__Consigne__.
D'après l'extrait sur la médecine légale, quelle durée totale d'études faut-il prévoir pour devenir médecin légiste ?

__Extrait__.
______________________________

Il y a un manque de personnel, qui n’est pas propre à la médecine légale mais est inhérent à la médecine toute entière. Il y a aussi des vraies inégalités territoriales. Et nous devrions bénéficier de davantage de soutien psychologique, sachant que nous sommes constamment confrontés à la souffrance et à la mort.

Qu’aimeriez-vous dire à celles et ceux qui pensent avoir cette vocation ?

Que le métier de médecin légiste est passionnant, mais qu’il faut être prêt à faire de longues études. Il faut donc se renseigner au maximum. Quand je lis certains livres ou vois certains films ou séries, je tique parce que c’est souvent très axé sur le sensationnel et cela ne reflète pas vraiment la réalité.

Quelles études pour devenir médecin légiste ?

Il y a désormais deux options :

  • la voie PASS (Parcours d’Accès Spécifique Santé), néo-première année de médecine qui se substitue à la PACES (Première Année Commune aux Études de Santé). C’est une licence santé avec une mineure dans un autre domaine (droit, éco-gestion, physique, biologie cellulaire, langues etc.).
  • la voie LAS (Licence Accès Santé), dans le secteur de son choix avec une mineure santé. On rejoint ensuite les filières MMOPK (Médecine, Maïeutique, Ondotologie, Pharmacie, Kinésithérapie) puis il faut suivre un cursus classique de médecine et se diriger vers la médecine légale et expertises médicales via un DES (diplôme d’études spécialisées). Cela implique au moins 10 ans d’études au total. A noter qu’avant 2017, la médecine légale était un diplôme complémentaire (DESC et capacité)

Quelles voies choisir au lycée ?

Aucune spécialité ne ferme en théorie la porte à la médecine légale mais mieux vaut privilégier les enseignements scientifiques.

______________________________

__Listing fourni__.
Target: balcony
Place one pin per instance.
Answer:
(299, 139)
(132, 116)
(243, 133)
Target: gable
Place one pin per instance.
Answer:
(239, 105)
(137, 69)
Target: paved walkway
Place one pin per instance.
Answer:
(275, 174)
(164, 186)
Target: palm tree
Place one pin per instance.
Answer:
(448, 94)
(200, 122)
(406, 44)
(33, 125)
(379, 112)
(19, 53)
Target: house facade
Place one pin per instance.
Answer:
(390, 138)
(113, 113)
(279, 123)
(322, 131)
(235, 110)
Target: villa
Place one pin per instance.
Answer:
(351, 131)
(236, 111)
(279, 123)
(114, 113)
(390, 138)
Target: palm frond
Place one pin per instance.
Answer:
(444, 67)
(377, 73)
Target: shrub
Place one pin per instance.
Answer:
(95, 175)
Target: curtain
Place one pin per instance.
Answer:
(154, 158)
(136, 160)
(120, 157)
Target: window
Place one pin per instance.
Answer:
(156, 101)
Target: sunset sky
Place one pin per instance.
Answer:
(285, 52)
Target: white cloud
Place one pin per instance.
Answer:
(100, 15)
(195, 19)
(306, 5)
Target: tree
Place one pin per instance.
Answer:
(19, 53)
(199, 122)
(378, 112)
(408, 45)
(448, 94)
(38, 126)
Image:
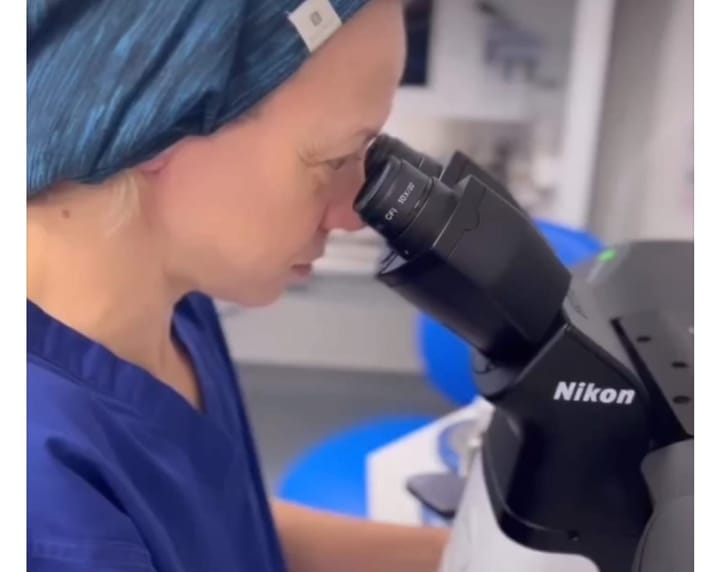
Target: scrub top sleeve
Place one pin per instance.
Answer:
(56, 556)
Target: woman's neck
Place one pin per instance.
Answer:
(109, 286)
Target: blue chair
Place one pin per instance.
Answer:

______________________________

__Résultat__.
Au moins 10 ans d'études au total.